-- Start LISTED RECORDS --

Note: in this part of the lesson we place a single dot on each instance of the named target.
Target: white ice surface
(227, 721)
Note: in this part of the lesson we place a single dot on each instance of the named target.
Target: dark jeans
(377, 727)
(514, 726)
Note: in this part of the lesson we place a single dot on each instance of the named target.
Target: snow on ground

-- End LISTED RECORDS --

> **EXERCISE GOAL**
Reproduce every one of the entries above word for word, keeping each line in its original order.

> **EXERCISE RESPONSE**
Note: in this part of the lesson we place a single dot on each instance of the named target.
Target: white ice surface
(227, 721)
Note: in this part of the lesson we place a single dot on each instance of the named target.
Target: dark jeans
(377, 727)
(514, 726)
Note: in this part of the lesson we place a single dot on each instance of the named target.
Target: snow on ground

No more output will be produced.